REQUIRED ACTIONS:
1. Answer these questions about the ZScanner article, one line each:
(a) Which university invested in a ZScanner?
(b) Which institute delivers the Digital Factory project?
(c) In which town is the 3M UK PLC plant that the Digital Factory team helped?
2. In the ZScanner article, copy the text between "Education excels when" and "its Digital Factory.", inclusive.
3. Carry on the article about the University of Sunderland's ZScanner from the point where it stops.

SELECTED PASSAGE:
__________

Reverse Engineering sponsored by GeoMagic

ZScanner brings the skills to pay the bills

02 January 2011

Education excels when students go beyond learning and acquire expertise that prospective employers can’t resist. The University of Sunderland has invested in a ZScanner to help improve the career prospects of its students

University students use 3D laser scanning for SU Racing Formula Student

The goal of providing marketable skills to its students is what drove the University of Sunderland to bring high-resolution 3D laser scanning to its Digital Factory.

The Digital Factory is a training and technology transfer project focused around digital engineering technologies. The project is delivered by Institute for Automotive and Manufacturing Advanced Practice (AMAP), a department of the Faculty of Applied Sciences at the University.

A Z Corp Spectrum Z510 is used to produce models for casting heritage parts

The Digital Factory Project’s students and professional consultants provide technical training and support to North East UK businesses in computer-aided design, engineering and rapid prototyping. For example, the Digital Factory team recently helped 3M UK PLC improve manufacturing accuracy and reduce costly waste at its plant in Aycliffe.

__________

PROVIDED INFORMATION:
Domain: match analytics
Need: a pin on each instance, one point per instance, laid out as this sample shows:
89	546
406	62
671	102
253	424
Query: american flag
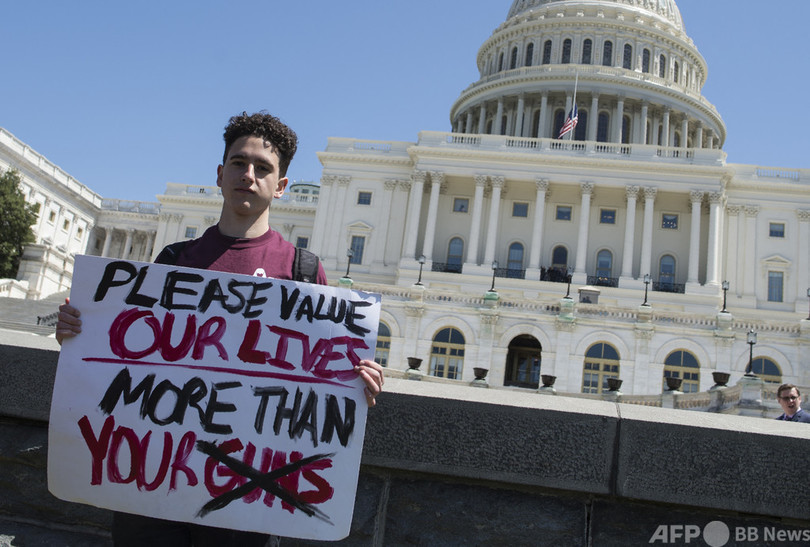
570	123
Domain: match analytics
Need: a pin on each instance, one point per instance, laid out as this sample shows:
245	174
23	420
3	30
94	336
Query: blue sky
127	96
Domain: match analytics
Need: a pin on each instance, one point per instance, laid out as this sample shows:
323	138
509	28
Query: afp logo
715	534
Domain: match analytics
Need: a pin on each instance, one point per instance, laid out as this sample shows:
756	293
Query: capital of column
542	184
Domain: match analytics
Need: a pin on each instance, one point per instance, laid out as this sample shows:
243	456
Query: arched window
455	255
604	266
587	48
581	130
666	272
566	57
383	344
601	363
626	129
559	257
514	264
547	52
523	362
684	365
447	353
627	61
767	370
559	120
603	127
607	54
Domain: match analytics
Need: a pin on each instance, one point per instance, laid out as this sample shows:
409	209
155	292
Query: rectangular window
775	280
364	198
607	216
669	221
563	212
358	244
461	205
520	209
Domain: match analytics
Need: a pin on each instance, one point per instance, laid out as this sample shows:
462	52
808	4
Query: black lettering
170	288
253	301
108	278
122	386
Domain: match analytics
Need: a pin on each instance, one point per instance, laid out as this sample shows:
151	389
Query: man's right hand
68	323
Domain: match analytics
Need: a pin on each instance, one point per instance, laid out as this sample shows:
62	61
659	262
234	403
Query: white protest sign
219	399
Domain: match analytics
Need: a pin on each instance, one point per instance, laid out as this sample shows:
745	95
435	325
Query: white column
482	119
320	228
519	114
537	226
127	244
105	250
712	260
645	110
751	212
475	225
647	231
497	127
629	232
696	197
436	179
414	213
582	236
593	117
492	225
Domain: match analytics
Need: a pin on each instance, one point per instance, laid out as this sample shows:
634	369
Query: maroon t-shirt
268	255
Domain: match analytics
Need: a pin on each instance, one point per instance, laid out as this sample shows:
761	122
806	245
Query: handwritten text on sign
206	397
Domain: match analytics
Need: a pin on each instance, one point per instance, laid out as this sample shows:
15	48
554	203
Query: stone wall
456	465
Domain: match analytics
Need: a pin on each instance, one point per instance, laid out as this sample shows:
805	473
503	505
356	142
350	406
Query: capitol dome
638	76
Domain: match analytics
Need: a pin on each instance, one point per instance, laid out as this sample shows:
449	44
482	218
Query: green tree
16	218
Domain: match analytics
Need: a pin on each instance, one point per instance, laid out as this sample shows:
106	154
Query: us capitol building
671	258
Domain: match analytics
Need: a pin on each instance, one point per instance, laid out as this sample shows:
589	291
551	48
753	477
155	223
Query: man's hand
68	324
372	375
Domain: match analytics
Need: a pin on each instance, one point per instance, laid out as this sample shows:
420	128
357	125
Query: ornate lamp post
646	286
421	261
752	339
349	255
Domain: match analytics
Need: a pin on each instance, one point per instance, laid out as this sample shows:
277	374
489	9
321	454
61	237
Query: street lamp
646	286
349	255
752	339
494	269
422	261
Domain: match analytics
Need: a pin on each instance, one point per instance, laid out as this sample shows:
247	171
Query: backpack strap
171	253
305	266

__________

PER-TASK ANSWERS:
1.
(a) The University of Sunderland
(b) The Institute for Automotive and Manufacturing Advanced Practice (AMAP)
(c) Aycliffe

2.
Education excels when students go beyond learning and acquire expertise that prospective employers can’t resist. The University of Sunderland has invested in a ZScanner to help improve the career prospects of its students

University students use 3D laser scanning for SU Racing Formula Student

The goal of providing marketable skills to its students is what drove the University of Sunderland to bring high-resolution 3D laser scanning to its Digital Factory.

3.
“We had a long list of demanding requirements for our 3D laser scanning technology, and the ZScanner 700 was the only one that met them all,” says Sajid Abdullah, lead consultant with the Digital Factory. “It was the perfect tool for the 3M project.”

Choosing their solution

The University of Sunderland evaluated scanners from NextEngine, Metris and Roland. “As the only self-positioning scanner, the ZScanner is easiest to use by a long shot,” says Abdullah. “The self-positioning laser is great. It requires no turntables or tripod-like fixtures like the others do. You just hold the scanner in your hand, swipe it across the surface of the object, and let the lasers lock on.

“The ZScanner’s unique portability means we can tote the scanner to our industry partners instead of asking them to come to us,” he adds. “It also means we can share the scanner easily among the university’s engineering department, the Digital Factory and the nearby Nissan plant, where we do a lot of consulting.

“Being handheld, the ZScanner can easily digitise both large objects and areas that are hard to reach, like automotive interiors,” continues Abdullah. “One more thing: the ZScanner 700 was the only one with its own reverse-engineering software to capture and repair point cloud data. Others required a separate purchase of CAD software to clean, repair and produce CAD models.”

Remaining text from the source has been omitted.